* **Activity**:
In the records below, find every line that contains "phrase" and list it.
--- Given information Enclosed Below ---
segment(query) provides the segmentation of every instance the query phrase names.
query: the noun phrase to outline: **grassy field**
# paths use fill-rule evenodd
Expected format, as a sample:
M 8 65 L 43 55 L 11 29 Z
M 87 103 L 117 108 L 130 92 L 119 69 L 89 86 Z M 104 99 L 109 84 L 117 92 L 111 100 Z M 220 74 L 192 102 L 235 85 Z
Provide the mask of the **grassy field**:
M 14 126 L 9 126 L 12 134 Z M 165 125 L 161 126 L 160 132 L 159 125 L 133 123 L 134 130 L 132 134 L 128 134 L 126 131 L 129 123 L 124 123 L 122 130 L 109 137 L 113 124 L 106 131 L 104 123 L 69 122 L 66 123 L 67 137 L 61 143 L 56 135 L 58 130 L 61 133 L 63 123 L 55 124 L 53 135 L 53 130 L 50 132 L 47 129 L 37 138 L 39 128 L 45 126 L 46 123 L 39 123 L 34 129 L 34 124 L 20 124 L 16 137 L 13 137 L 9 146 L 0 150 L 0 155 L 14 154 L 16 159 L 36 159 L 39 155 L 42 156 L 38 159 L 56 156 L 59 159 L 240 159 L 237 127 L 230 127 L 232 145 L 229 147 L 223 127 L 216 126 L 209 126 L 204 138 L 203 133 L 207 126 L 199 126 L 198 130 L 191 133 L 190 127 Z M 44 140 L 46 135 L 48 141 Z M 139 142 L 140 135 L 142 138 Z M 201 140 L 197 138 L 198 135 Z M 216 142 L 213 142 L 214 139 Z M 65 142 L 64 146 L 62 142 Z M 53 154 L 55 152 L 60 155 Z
--- End of Enclosed Given information ---
* **Result for this task**:
segment(query) provides the segmentation of every instance the query phrase names.
query: the noun phrase to outline: **grassy field**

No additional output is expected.